* **Selected excerpt**

The French composer Hector Berlioz (11 December 1803 – 8 March 1869) was one of the earliest composers following Beethoven to typify the romantic era. As a young man, he played several instruments and wanted to be a composer. However, his parents insisted that he study medicine. He hated medical school and eventually left it for the Conservatoire in Paris. He characterized a new school of composing, pushing the boundaries of harmony and chromaticism at a time when most composers were still using classical styles.
The Symphonie Fantastique (1830) is Berlioz’s best known work. A programmatic symphony, it described “various episodes in the life of an artist.” The underlying theme is love unrequited, represented by a melody which recurs throughout the symphony termed the idée fixe.
The beginning of the symphony recalls the symphonies of Haydn and early Beethoven, but the resemblance is fleeting; by the second bar, the mood changes. Throughout the first movement, Berlioz shifts from light, quick sections to darker sections portraying the artist’s passion. To quote Berlioz, “The transitions from this state of dreamy melancholy, interrupted by occasional upsurges of aimless joy, to delirious passion, with its outbursts of fury and jealousy, its returns of tenderness, its tears, its religious consolations – all this forms the subject of the first movement.” Through all of this, the idée fixe appears, first in the middle of the movement, 12 bars after rehearsal mark 5, but again later in various guises.
The second movement is dominated by a ball through which the artist’s thoughts keep drifting back to his beloved. The waltz music is repeatedly interrupted by the idée fixe but returns stronger after each interruption, as if the artist throws himself into the festivities to drown her out.
The third movement is the turning point where the artist, hopeful of a happy end to his romance, begins to have doubts. The music portrays a countryside where two shepherds play a duet. The music is calm and cheerful, but darkens as he questions whether she returns his love.
The fourth movement is a drugged dream in which he has murdered his beloved and is marching to the scaffold. The music is a march, and becomes increasingly frantic as the scaffold approaches. Finally at its peak, everything falls silent as the idée fixe appears one last time in its original form; his last thought of love. The guillotine falls.

* **Data entries**

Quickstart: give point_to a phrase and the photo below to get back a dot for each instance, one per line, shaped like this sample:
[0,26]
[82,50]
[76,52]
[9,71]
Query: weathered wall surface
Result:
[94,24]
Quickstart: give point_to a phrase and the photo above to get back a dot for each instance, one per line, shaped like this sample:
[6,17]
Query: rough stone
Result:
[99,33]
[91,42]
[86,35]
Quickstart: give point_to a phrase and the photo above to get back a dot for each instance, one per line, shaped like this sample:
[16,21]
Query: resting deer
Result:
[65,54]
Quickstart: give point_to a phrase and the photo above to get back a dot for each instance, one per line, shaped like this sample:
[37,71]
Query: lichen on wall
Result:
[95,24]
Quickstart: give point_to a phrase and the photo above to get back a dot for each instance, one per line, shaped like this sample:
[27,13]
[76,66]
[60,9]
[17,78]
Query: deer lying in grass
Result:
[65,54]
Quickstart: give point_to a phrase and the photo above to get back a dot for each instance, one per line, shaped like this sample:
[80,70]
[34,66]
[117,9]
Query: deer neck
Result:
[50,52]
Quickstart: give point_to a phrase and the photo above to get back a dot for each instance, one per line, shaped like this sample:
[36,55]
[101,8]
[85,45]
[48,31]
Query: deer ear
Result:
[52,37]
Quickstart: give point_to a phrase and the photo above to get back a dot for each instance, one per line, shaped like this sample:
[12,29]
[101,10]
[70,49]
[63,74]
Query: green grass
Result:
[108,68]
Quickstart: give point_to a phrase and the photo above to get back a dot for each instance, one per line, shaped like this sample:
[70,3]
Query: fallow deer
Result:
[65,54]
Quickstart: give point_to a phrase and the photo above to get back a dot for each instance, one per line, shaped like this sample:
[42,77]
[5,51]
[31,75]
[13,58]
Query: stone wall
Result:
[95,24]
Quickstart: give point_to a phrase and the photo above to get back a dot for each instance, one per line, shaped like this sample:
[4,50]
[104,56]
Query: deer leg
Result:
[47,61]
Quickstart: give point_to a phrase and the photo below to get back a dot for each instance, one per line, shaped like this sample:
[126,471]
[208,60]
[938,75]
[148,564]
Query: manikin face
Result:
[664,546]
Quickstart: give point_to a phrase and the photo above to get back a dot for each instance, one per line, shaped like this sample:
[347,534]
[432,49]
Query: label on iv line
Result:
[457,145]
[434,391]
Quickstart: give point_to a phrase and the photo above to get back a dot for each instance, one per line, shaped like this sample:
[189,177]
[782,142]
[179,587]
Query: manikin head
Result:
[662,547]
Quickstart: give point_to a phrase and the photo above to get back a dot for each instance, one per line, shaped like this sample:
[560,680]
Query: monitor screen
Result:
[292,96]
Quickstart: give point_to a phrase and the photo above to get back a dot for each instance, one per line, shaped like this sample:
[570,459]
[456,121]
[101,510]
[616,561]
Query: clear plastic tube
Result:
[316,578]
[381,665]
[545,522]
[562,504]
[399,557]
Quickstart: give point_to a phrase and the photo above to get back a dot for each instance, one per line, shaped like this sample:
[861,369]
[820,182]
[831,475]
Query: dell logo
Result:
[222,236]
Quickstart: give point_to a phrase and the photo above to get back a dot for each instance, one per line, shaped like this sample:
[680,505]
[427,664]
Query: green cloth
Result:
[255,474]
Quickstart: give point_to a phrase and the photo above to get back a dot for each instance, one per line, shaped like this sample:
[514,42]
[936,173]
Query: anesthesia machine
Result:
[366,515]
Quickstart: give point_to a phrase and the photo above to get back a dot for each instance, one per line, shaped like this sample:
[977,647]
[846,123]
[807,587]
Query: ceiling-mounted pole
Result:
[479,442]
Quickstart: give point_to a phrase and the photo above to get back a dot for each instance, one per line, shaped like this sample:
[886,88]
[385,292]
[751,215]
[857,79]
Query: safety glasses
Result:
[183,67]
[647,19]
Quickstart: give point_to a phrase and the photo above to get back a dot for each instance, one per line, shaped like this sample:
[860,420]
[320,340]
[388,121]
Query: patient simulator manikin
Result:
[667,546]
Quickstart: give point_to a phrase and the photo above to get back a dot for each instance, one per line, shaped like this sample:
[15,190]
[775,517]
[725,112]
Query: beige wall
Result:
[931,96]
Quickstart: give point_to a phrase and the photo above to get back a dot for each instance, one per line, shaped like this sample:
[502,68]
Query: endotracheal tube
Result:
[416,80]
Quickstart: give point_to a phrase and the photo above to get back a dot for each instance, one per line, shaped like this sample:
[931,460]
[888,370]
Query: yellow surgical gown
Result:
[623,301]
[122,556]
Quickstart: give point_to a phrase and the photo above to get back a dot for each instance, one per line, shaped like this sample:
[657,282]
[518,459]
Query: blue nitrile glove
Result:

* **Task to complete**
Return the part of the Berlioz passage between "The fourth movement" and "The guillotine falls.", inclusive, copied word for word.

* **Your response**
The fourth movement is a drugged dream in which he has murdered his beloved and is marching to the scaffold. The music is a march, and becomes increasingly frantic as the scaffold approaches. Finally at its peak, everything falls silent as the idée fixe appears one last time in its original form; his last thought of love. The guillotine falls.